Exercise — Could you print all the entries below exactly as they appear, omitting the pictures?

Records for the exercise —
--- START ---

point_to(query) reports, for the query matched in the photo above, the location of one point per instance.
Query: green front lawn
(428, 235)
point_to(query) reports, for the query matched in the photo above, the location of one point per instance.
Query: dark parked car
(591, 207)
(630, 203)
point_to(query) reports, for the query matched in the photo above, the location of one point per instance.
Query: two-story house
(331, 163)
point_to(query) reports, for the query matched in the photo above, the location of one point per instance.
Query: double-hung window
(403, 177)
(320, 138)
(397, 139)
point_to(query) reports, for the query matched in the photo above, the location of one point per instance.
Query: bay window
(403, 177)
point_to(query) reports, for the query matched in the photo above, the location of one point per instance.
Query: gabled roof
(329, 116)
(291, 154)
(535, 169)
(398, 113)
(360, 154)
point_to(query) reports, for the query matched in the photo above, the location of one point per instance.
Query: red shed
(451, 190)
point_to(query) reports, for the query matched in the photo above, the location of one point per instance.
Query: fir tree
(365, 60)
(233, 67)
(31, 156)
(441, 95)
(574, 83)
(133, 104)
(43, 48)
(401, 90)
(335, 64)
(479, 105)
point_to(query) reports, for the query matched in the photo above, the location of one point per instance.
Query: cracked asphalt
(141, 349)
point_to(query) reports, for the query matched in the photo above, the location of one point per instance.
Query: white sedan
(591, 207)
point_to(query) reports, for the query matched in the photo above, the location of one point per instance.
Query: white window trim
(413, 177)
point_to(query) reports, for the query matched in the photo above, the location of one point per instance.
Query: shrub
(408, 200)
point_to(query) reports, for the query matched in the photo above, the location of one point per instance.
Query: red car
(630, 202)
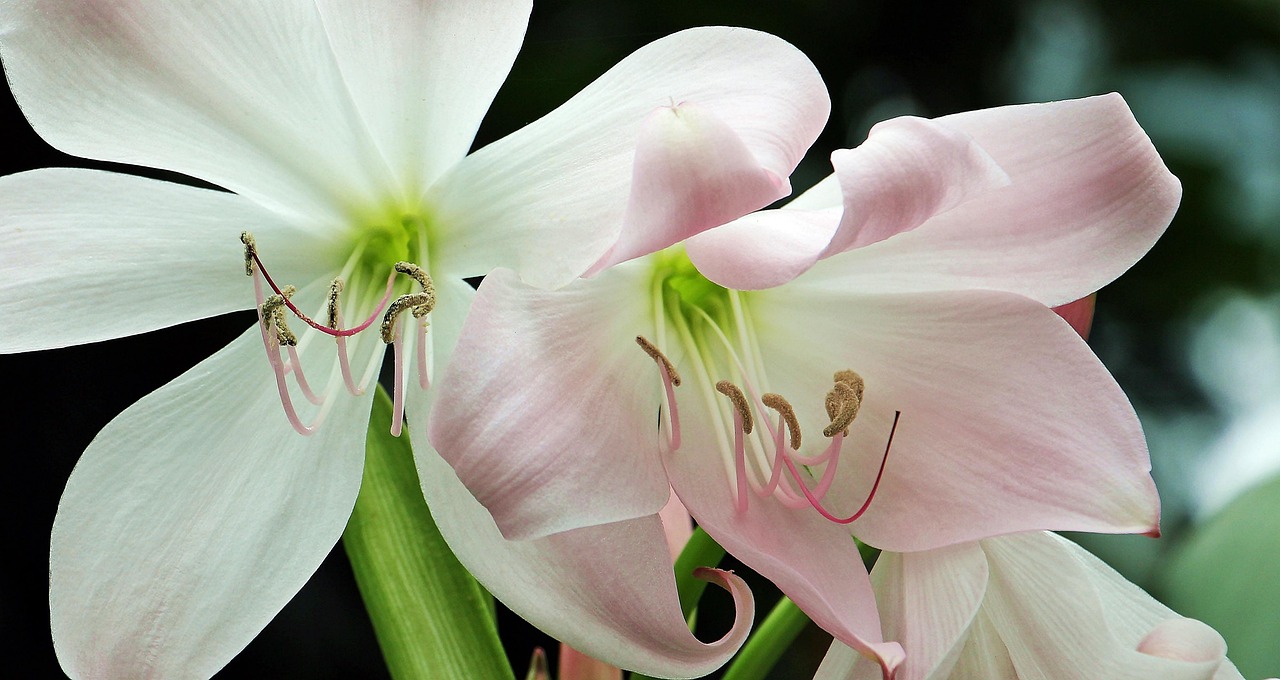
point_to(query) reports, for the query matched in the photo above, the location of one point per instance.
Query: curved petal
(810, 560)
(1050, 612)
(607, 590)
(245, 95)
(691, 172)
(423, 74)
(1087, 197)
(548, 409)
(549, 200)
(928, 601)
(91, 255)
(1009, 423)
(195, 516)
(764, 249)
(908, 170)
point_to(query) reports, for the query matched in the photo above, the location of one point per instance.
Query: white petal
(245, 95)
(607, 590)
(1050, 612)
(195, 516)
(549, 199)
(90, 255)
(423, 73)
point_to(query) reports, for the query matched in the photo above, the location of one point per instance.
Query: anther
(739, 400)
(656, 354)
(842, 402)
(789, 415)
(250, 252)
(420, 304)
(332, 306)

--- END ---

Output of the task —
point_to(query) reports, for the query matched in the photo above, the location of one point per instance.
Query: green front lawn
(428, 235)
point_to(query) reports, for the query matched in the photo above, the location of one point per instance.
Query: dark parked car
(591, 207)
(630, 203)
point_to(query) reports, for the query matched in the photo above, the location of one point per instance.
Query: two-story house
(331, 163)
point_to(query) reports, for the query matched in the photo above, the location of one point per instance.
Query: double-hung window
(403, 177)
(320, 138)
(397, 139)
point_to(query) reports, for the query matched in the photo above, the location of one point per instance.
Query: bay window
(403, 177)
point_to(query) reports, for the query matched in the photo above, the location of one point per instance.
Query: gabled roof
(329, 116)
(291, 154)
(535, 169)
(398, 113)
(360, 154)
point_to(query) reports, for the query matched in the photo above, the location of one point per instance.
Query: red shed
(451, 190)
point_to(query) reports, for the query matched in the photo above, the location of one point per instance.
Query: fir tree
(365, 60)
(233, 67)
(31, 156)
(441, 95)
(574, 83)
(133, 104)
(43, 48)
(401, 90)
(335, 64)
(479, 105)
point_to(query) reports, for the query matched in the photo above, the location of one point per instance.
Query: cracked asphalt
(141, 349)
point_to(query) reports, for the query matched in the photo above, the location of one point per instance.
Query: white sedan
(591, 207)
point_to(query) reports, for the query matched in the photo above, the location of one point per instance.
Query: white window trim
(413, 177)
point_to(query) reports, for the query matched in the photo above, the location of one point per instance.
Query: shrub
(408, 200)
point_to(query) reports, for the query matched in the photo above, the location of one point per instance.
Query: red car
(630, 202)
point_to(query) reports, for the query matched in the photo above, the location of one point per instance.
Query: curved petal
(810, 560)
(1050, 612)
(607, 590)
(245, 95)
(691, 172)
(423, 74)
(1087, 197)
(548, 409)
(549, 200)
(928, 601)
(91, 255)
(1009, 423)
(195, 516)
(764, 249)
(908, 170)
point_to(query) reports, for the query matched in the photo above, the location of one point per instance.
Query: white petal
(245, 95)
(607, 590)
(1050, 612)
(195, 516)
(549, 199)
(90, 255)
(423, 73)
point_to(query) reports, for the query matched in the photo above, the location of one point per instance.
Query: anther
(739, 400)
(656, 354)
(842, 402)
(789, 415)
(250, 252)
(420, 304)
(332, 306)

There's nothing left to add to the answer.